_Set exercise_: Output every line of the material below as a Markdown table with the columns "No." and "Line", numbering the rows in order and skipping blank lines. Leave the pictures out of the table.

_Dataset extract_:
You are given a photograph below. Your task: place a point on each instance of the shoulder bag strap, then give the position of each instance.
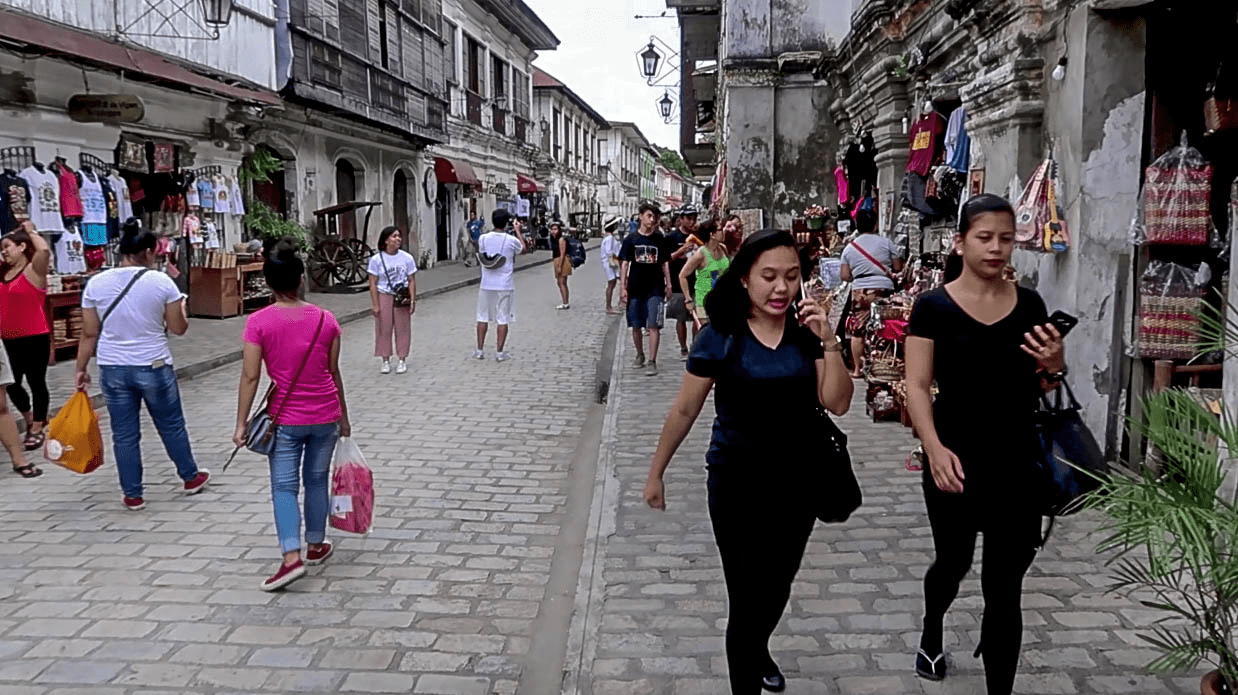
(292, 384)
(873, 260)
(121, 295)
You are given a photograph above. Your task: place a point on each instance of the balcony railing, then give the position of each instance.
(473, 108)
(500, 120)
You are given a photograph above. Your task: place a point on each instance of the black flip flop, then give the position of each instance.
(27, 471)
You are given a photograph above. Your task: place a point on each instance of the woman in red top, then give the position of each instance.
(24, 325)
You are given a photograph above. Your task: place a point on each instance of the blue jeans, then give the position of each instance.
(301, 451)
(125, 388)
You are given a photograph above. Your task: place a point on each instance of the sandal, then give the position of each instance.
(27, 471)
(35, 440)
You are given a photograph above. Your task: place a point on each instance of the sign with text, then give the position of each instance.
(105, 108)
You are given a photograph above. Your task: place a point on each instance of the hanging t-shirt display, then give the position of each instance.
(69, 259)
(14, 201)
(45, 200)
(206, 193)
(125, 206)
(71, 202)
(926, 140)
(223, 195)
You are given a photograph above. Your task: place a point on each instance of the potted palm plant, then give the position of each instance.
(1174, 525)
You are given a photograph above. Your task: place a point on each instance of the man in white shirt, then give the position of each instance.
(497, 250)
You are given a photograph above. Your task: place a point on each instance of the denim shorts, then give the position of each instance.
(645, 312)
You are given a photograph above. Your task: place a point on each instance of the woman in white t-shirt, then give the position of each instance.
(393, 299)
(124, 315)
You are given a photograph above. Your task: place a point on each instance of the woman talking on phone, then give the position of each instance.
(775, 364)
(992, 351)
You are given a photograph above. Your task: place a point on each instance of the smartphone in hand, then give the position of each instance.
(1064, 322)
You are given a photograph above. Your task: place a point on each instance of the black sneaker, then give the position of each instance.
(931, 668)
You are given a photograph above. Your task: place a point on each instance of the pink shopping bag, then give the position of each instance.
(352, 489)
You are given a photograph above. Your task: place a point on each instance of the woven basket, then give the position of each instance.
(1169, 327)
(1176, 205)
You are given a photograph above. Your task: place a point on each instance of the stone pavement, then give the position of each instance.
(213, 342)
(653, 602)
(445, 596)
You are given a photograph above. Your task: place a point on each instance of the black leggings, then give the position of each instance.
(1010, 539)
(761, 533)
(27, 357)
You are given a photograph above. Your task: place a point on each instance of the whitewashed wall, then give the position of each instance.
(245, 47)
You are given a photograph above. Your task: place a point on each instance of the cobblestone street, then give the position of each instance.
(657, 607)
(471, 461)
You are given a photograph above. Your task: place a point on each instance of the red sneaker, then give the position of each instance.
(197, 483)
(317, 556)
(286, 575)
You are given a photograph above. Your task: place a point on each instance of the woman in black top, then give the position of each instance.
(775, 364)
(982, 340)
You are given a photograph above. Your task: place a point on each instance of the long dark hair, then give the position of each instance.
(135, 239)
(282, 266)
(19, 237)
(728, 304)
(386, 234)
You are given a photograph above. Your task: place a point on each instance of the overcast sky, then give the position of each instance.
(597, 57)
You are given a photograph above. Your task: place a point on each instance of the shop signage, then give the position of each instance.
(105, 108)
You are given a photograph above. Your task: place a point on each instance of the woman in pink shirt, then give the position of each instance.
(300, 346)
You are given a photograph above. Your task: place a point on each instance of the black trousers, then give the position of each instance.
(761, 529)
(27, 357)
(1010, 535)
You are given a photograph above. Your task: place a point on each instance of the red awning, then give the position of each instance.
(451, 171)
(529, 185)
(82, 46)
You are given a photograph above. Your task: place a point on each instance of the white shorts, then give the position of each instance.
(494, 305)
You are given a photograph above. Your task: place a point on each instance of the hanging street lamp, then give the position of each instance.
(650, 58)
(217, 13)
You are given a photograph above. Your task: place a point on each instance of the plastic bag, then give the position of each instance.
(73, 439)
(1175, 205)
(352, 489)
(1040, 219)
(1170, 301)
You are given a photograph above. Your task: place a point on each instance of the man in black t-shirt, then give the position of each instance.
(680, 248)
(645, 281)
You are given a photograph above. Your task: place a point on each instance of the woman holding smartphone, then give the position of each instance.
(776, 366)
(992, 351)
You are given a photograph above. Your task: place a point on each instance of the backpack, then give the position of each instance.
(576, 252)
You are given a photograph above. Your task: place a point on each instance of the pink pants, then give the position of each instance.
(391, 319)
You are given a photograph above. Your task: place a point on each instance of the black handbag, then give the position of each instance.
(837, 494)
(1071, 461)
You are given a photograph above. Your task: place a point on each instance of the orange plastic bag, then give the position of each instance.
(73, 437)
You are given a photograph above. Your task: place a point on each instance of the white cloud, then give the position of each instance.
(597, 57)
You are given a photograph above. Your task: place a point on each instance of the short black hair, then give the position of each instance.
(500, 218)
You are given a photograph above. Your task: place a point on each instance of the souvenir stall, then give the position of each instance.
(1184, 219)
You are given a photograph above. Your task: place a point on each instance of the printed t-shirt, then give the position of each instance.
(748, 378)
(645, 257)
(926, 140)
(45, 205)
(285, 336)
(14, 201)
(69, 259)
(867, 275)
(133, 335)
(399, 266)
(499, 243)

_Reply to the task_:
| No. | Line |
|---|---|
| 1 | You are given a photograph below. Your task: place a point on each instance of the shoulder bag strap, then give the position of each instance. |
| 2 | (292, 384) |
| 3 | (873, 260) |
| 4 | (121, 295) |
| 5 | You are given a photograph above. Your task: place a point on each instance of the balcony railing, then give the position of each instance. |
| 6 | (473, 108) |
| 7 | (500, 120) |
| 8 | You are given a photograph above. Your task: place a point on each instance of the black flip flop, then give the position of each instance. |
| 9 | (27, 471) |
| 10 | You are given a photograph above. Your task: place a point on each instance of the woman in red top, then give the position of each instance. |
| 11 | (24, 325) |
| 12 | You are given a photograph above. Your task: place a point on each instance of the blue jeans, then give the position of each instance. |
| 13 | (301, 451) |
| 14 | (125, 388) |
| 15 | You are given a photograph above. Your task: place a point on each instance of the sandal, then give the position of each instance. |
| 16 | (27, 471) |
| 17 | (35, 440) |
| 18 | You are given a photograph above. Your task: place a point on each instance of the sign with text, then give the position of each instance. |
| 19 | (105, 108) |
| 20 | You are given a photograph above. Your task: place a point on each instance of the hanging t-shirt display, then give the position of each instance. |
| 21 | (69, 259) |
| 22 | (14, 201) |
| 23 | (45, 200) |
| 24 | (206, 193) |
| 25 | (125, 206) |
| 26 | (71, 202) |
| 27 | (926, 140) |
| 28 | (223, 195) |
| 29 | You are given a photograph above. Your task: place a point on each instance of the potted palm plant, then give the position of each instance. |
| 30 | (1174, 525) |
| 31 | You are given a photograph above. Your task: place a point on each instance of the man in white shirt, then give the position of each instance. |
| 32 | (497, 250) |
| 33 | You are given a photograph above. Your task: place a point on each instance of the denim shorts, then give the position of each instance. |
| 34 | (645, 312) |
| 35 | You are given a photograph above. Your task: place a point on each instance of the woman in white t-shirt, then give the position of each instance. |
| 36 | (393, 299) |
| 37 | (124, 315) |
| 38 | You are given a photograph above. Your task: place a point on each instance of the woman talking on phone, then give the position of each instance. |
| 39 | (775, 364) |
| 40 | (992, 351) |
| 41 | You are given a photograph above. Your task: place a point on each instance of the smartphone in hand, then give the position of each instance. |
| 42 | (1064, 322) |
| 43 | You are given a photograph above. Your task: place a point on each instance of the black sneaker, then give the position of each instance. |
| 44 | (931, 668) |
| 45 | You are given a photograph above. Your task: place a point on each instance of the pink shopping bag, then give the position of each instance. |
| 46 | (352, 489) |
| 47 | You are given a photograph above. Your task: place a point on each instance of the woven basket, then give the position of each instance. |
| 48 | (1169, 327) |
| 49 | (1176, 205) |
| 50 | You are given a photograph above. Your task: place a point on each instance of the stone pavement, then give the position of each instance. |
| 51 | (213, 342) |
| 52 | (653, 602) |
| 53 | (445, 596) |
| 54 | You are given a photograph above. Your task: place a point on each instance of the black leggings, then give the position of each instance. |
| 55 | (1010, 539) |
| 56 | (761, 533) |
| 57 | (27, 357) |
| 58 | You are given a photograph above. Your task: place a point on each instance of the whitewashed wall, then give the position of each instance. |
| 59 | (245, 47) |
| 60 | You are given a photograph above. Your task: place a point on each instance of the cobblestone street, then give the position of each instance. |
| 61 | (657, 607) |
| 62 | (471, 461) |
| 63 | You are given a photograph above. Your task: place a point on each instance of the red sneaker, then give the position of each instance. |
| 64 | (197, 483) |
| 65 | (317, 556) |
| 66 | (286, 575) |
| 67 | You are given a photograph above. Your task: place a point on each instance of the woman in black top, then give the position of each instance. |
| 68 | (775, 364) |
| 69 | (982, 340) |
| 70 | You are given a photograph above. Your task: place a point on each instance of the long dark hair, then give the position of each instance. |
| 71 | (135, 239) |
| 72 | (282, 266) |
| 73 | (19, 237) |
| 74 | (728, 304) |
| 75 | (386, 234) |
| 76 | You are given a photograph above. Your task: place a point on each instance of the overcast sky, then give the position of each instance. |
| 77 | (597, 57) |
| 78 | You are given a photograph above. Your task: place a point on each instance of the shop signage, then give the position of each instance. |
| 79 | (105, 108) |
| 80 | You are given a photograph above. Your task: place a point on each instance of the woman in pink shirt, then give the position of each instance. |
| 81 | (300, 346) |
| 82 | You are given a photograph above. Your task: place a point on each instance of the black trousers, then give the position of each instance. |
| 83 | (761, 529) |
| 84 | (27, 357) |
| 85 | (1010, 535) |
| 86 | You are given a photograph above. Your task: place a point on each instance of the red awning, then give the position of each instance. |
| 87 | (451, 171) |
| 88 | (529, 185) |
| 89 | (82, 46) |
| 90 | You are given a photograph above. Your task: place a point on each instance of the white shorts, then give the position of each instance. |
| 91 | (494, 305) |
| 92 | You are given a photograph above. Your task: place a point on each instance of the hanging street lamp, then give the position of each instance. |
| 93 | (650, 58) |
| 94 | (217, 13) |
| 95 | You are given a photograph above. Your task: place a point on each instance of the plastic bag, then give the position of each instance. |
| 96 | (73, 439) |
| 97 | (1175, 205) |
| 98 | (352, 489) |
| 99 | (1040, 219) |
| 100 | (1170, 301) |
| 101 | You are given a photograph above. Your task: place a point on each instance of the man in black t-shirt, then give the position of each instance. |
| 102 | (680, 248) |
| 103 | (645, 281) |
| 104 | You are given a photograph above. Your task: place a point on each instance of the woman holding smartphone, then give the position of each instance. |
| 105 | (776, 366) |
| 106 | (992, 351) |
| 107 | You are given a photograph above. Your task: place a point on each instance of the backpack, then give the position of each instance. |
| 108 | (576, 252) |
| 109 | You are given a photograph above. Your task: place a point on each instance of the pink pants, then give the position of each instance. |
| 110 | (391, 319) |
| 111 | You are given a photograph above. Your task: place a point on each instance of the black handbag, then give the position of each instance. |
| 112 | (837, 494) |
| 113 | (1071, 461) |
| 114 | You are given a photograph above. Your task: place a point on each instance of the orange plastic bag, then give the position of each instance. |
| 115 | (73, 437) |
| 116 | You are given a photograph above. Your task: place a point on each instance of the white cloud, then give the position of each instance. |
| 117 | (597, 57) |
| 118 | You are given a photograph above. Your task: place a point on each instance of the short black hair, then give the position of each instance. |
| 119 | (500, 218) |
| 120 | You are given a photograph above. Your task: place a point on each instance of the souvenir stall, then give the position of each instance. |
| 121 | (1184, 219) |
| 122 | You are given a photograph above. Your task: place a point on each instance of the printed t-shirt, then give the position of each instance. |
| 123 | (748, 378) |
| 124 | (645, 257) |
| 125 | (926, 140) |
| 126 | (45, 205) |
| 127 | (285, 336) |
| 128 | (14, 201) |
| 129 | (69, 259) |
| 130 | (867, 275) |
| 131 | (133, 335) |
| 132 | (399, 266) |
| 133 | (499, 243) |